AA is a Cult, part 36

Content warning: This post discusses depression and suicide. 

One of the foundational theories of cognitive behavioral therapy for depression is Beck’s cognitive triad. Depressed people feel powerless, like the world is unfair, and like things will never get better. These three thoughts combine to make forward progress seem both pointless and impossible. I believe Alcoholics Anonymous promotes a depressed mental state. 

Cognitive behavioral therapy (CBT) helps patients learn how to counter these automatic negative thoughts, to not believe every bad thing they think. Along with antidepressant medication, it has been shown to work for a majority of patients. Some people have what is known as treatment resistant depression and do not find significant symptom relief from these methods. 

Alcoholism and substance abuse are highly comorbid (dually diasgnosed) with depression and other mental distress such as PTSD. A significant portion of alcoholic women are sexual assault survivors. Studies on comorbidity consistently show that about one in three alcoholics suffers from major depressive disorder. For them if not for everyone, CBT and antidepressants will work far better than substance avoidance and cult participation. 

Alcoholics Anonymous and the Twelve Steps encourage negative thinking. They tell newcomers they are powerless, unmanageable, insane, and doomed to “jails, institutions, or death” if they don’t “keep coming back”. They ask members to continuously focus on their wrongs, shortcomings, and ” defects of character”. They claim the whole outside world is waiting to tempt members and lead them astray, that “people, places, and things” have power over their sobriety. 

Suicide in Alcoholics Anonymous is not uncommon. Exact rates are impossible to estimate because almost no one is studying this, but there is a wealth of anecdotal testimonies of fellow members, sponsors, and sponsees killing themselves. My own Al-Anon sponsor was a bipolar woman who’d been convinced to go off her prescriptions. She attempted suicide one night before a planned visit. I was able to cal 911 in time. That was my first huge suspicion this group might not know what they were doing, but I stayed for another year.

- [Questions to answer]
a – In the AA post, how does Beck's cognitive triad affect a depressed person's sense of moving forward?
b – Return the part of the AA post from "One of the foundational" up to and including "from these methods.", word for word.

- [Recorded information]

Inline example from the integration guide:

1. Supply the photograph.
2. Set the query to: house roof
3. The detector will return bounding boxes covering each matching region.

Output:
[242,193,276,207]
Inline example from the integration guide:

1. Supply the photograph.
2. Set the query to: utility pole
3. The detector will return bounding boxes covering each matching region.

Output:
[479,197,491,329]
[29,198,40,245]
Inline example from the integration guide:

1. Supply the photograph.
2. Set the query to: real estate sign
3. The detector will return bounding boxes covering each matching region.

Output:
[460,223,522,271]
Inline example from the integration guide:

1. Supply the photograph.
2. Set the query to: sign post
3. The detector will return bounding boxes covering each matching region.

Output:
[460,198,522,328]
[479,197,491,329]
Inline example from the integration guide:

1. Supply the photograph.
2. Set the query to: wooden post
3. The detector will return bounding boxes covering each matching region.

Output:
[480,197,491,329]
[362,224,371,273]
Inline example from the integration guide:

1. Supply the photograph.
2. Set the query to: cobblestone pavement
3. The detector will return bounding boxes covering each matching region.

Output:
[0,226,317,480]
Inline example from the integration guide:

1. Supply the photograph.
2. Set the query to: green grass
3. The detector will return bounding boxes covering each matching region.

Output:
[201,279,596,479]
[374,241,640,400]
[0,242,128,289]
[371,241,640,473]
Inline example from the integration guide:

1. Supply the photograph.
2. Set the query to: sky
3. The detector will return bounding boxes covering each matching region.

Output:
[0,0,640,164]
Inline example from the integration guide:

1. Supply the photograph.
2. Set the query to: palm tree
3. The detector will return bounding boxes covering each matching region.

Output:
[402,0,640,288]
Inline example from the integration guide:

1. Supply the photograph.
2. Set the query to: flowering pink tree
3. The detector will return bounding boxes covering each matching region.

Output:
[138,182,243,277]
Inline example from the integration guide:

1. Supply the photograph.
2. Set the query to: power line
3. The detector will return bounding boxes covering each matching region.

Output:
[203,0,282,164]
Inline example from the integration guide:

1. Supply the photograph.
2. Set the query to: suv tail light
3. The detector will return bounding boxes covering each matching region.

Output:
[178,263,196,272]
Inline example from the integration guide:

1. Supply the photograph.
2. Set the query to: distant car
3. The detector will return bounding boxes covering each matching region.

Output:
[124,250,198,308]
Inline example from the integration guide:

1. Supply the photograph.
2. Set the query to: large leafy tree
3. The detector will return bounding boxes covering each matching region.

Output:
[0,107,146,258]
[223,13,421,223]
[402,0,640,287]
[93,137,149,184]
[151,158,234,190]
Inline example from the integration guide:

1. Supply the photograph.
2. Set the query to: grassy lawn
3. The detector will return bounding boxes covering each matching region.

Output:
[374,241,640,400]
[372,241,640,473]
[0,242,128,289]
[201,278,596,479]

- [Per-task answers]
a – Depressed people feel powerless, feel that the world is unfair, and feel that things will never get better. These three thoughts combine to make forward progress seem both pointless and impossible.

b –
One of the foundational theories of cognitive behavioral therapy for depression is Beck’s cognitive triad. Depressed people feel powerless, like the world is unfair, and like things will never get better. These three thoughts combine to make forward progress seem both pointless and impossible. I believe Alcoholics Anonymous promotes a depressed mental state. 

Cognitive behavioral therapy (CBT) helps patients learn how to counter these automatic negative thoughts, to not believe every bad thing they think. Along with antidepressant medication, it has been shown to work for a majority of patients. Some people have what is known as treatment resistant depression and do not find significant symptom relief from these methods.